→ Assigned task
Below is some material. Set down exactly the line where "the snowy hill." appears and all lines after it, and stop at the last line.
(Available data begins)
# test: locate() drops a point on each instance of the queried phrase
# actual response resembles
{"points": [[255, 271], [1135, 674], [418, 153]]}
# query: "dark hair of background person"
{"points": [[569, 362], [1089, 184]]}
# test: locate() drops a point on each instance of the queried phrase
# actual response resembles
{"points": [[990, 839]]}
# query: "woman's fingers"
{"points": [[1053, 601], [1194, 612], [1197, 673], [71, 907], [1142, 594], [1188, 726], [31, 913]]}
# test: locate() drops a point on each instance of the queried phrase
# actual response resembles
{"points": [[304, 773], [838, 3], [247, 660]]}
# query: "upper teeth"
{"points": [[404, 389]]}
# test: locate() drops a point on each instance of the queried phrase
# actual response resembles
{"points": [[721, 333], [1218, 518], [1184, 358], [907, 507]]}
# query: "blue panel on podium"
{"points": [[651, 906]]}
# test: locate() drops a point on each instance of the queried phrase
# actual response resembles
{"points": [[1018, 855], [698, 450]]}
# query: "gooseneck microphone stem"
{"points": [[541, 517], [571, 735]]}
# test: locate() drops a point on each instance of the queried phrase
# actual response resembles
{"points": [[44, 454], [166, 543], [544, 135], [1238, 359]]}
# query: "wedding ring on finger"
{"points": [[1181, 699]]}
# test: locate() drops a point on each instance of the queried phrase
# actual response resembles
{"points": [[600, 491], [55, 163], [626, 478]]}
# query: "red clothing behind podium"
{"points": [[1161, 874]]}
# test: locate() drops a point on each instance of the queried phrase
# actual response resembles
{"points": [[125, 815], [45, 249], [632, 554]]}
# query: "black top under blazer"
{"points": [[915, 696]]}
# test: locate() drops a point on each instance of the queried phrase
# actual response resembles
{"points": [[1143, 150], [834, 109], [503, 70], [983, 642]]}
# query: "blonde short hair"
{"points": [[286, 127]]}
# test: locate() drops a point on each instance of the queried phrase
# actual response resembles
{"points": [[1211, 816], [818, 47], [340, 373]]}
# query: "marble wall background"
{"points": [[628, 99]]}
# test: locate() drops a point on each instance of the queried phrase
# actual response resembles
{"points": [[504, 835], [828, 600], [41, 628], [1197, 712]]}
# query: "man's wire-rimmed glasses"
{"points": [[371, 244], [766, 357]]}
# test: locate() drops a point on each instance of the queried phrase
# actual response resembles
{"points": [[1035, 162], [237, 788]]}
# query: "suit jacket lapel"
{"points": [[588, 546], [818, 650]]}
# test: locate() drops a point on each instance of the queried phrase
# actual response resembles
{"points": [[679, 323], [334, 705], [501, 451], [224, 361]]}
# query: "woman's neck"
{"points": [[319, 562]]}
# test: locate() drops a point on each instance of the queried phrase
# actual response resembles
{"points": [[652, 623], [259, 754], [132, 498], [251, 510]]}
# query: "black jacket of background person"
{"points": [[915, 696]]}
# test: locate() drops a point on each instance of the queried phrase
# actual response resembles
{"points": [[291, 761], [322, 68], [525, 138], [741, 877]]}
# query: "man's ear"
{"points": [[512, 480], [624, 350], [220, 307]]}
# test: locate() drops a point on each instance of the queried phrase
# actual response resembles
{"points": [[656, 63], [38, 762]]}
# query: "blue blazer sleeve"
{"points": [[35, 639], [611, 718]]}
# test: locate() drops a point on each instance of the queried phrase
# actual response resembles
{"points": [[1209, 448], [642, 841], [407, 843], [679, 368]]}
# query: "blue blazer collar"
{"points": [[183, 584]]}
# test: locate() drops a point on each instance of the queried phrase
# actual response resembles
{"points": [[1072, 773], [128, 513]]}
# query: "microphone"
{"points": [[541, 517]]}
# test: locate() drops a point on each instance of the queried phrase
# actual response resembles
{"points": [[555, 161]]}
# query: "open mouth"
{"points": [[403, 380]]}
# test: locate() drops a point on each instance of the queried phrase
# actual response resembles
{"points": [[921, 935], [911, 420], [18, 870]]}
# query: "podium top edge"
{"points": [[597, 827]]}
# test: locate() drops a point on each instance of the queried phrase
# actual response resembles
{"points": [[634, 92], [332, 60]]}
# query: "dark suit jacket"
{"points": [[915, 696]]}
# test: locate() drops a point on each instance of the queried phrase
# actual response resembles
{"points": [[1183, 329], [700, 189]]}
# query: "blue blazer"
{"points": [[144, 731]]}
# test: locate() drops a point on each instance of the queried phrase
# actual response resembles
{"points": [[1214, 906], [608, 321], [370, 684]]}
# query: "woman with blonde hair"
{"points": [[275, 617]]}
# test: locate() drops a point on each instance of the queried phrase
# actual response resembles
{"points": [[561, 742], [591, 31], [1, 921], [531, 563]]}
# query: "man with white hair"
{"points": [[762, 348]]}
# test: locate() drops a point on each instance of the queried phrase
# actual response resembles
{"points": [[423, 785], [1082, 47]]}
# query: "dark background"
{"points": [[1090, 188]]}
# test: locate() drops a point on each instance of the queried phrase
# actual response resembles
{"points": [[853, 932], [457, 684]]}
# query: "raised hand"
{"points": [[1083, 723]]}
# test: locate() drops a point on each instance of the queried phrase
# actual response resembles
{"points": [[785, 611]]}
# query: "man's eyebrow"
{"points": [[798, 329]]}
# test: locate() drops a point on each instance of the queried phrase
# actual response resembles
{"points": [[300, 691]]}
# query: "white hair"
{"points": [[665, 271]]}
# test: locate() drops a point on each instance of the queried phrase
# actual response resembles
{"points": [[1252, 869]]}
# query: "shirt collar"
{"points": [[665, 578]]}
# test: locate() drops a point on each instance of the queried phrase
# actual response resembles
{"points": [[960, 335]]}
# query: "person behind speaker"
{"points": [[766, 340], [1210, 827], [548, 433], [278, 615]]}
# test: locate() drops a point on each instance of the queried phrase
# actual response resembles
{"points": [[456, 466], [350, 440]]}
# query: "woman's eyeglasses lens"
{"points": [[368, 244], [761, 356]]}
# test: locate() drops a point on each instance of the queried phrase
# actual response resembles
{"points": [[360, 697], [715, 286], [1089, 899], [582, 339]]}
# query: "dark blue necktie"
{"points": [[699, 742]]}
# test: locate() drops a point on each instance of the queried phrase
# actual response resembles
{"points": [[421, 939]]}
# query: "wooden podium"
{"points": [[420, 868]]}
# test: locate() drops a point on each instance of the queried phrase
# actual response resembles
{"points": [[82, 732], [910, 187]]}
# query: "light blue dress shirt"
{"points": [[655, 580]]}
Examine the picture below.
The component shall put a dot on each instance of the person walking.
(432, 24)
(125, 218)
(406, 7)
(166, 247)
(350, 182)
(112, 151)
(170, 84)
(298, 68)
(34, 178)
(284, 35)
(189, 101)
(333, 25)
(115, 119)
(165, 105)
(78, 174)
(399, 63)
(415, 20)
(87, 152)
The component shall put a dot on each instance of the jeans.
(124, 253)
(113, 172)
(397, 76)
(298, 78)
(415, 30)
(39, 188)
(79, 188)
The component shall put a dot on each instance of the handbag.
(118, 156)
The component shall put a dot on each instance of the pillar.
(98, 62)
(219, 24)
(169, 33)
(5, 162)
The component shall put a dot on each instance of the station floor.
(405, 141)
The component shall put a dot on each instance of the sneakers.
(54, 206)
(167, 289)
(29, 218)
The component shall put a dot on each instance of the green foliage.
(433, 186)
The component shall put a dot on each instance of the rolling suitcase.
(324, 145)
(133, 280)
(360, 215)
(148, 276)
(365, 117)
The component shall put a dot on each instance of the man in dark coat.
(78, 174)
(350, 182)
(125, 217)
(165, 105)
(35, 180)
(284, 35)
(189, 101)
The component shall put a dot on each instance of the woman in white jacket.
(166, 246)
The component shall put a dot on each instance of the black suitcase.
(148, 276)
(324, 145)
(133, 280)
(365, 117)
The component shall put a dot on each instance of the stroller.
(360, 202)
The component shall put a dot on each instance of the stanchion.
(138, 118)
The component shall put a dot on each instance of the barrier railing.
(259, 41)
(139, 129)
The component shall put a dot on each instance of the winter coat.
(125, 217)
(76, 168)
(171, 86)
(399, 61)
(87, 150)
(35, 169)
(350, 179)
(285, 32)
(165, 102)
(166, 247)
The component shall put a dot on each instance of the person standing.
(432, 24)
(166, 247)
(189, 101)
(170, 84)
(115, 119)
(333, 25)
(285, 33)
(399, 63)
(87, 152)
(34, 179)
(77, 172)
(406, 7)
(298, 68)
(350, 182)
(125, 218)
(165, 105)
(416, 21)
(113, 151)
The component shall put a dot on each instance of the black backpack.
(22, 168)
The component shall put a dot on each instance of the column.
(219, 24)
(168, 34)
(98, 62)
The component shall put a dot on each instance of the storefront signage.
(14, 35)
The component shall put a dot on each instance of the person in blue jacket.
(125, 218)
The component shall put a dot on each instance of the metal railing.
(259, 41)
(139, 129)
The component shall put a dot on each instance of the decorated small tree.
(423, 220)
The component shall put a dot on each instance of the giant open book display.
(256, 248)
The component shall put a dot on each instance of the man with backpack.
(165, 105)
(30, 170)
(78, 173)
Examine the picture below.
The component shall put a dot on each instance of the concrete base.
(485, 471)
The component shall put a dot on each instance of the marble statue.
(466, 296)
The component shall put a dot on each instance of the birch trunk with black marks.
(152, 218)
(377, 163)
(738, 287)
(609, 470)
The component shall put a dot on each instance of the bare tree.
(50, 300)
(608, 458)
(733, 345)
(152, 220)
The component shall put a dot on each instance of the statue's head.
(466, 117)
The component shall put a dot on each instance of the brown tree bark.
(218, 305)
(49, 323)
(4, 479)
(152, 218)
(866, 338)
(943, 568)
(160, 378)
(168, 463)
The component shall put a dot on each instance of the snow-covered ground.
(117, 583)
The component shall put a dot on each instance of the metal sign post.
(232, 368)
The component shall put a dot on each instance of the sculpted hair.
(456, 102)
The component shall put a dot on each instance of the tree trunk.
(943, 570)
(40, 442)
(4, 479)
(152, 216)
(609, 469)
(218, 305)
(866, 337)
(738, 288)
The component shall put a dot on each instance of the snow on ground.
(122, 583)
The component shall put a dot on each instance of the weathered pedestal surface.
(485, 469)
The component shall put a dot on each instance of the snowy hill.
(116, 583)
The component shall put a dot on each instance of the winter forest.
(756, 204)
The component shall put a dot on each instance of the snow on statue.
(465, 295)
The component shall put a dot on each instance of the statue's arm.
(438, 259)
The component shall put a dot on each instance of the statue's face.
(Available data ends)
→ Finished task
The component shall put a dot on each instance of the snowy hill.
(116, 583)
The component shall put a dot on each instance of the winter forest.
(756, 204)
The component shall put a dot on each instance of the snow on statue.
(465, 295)
The component shall put a dot on each instance of the statue's arm.
(438, 259)
The component shall put a dot on each instance of the statue's face.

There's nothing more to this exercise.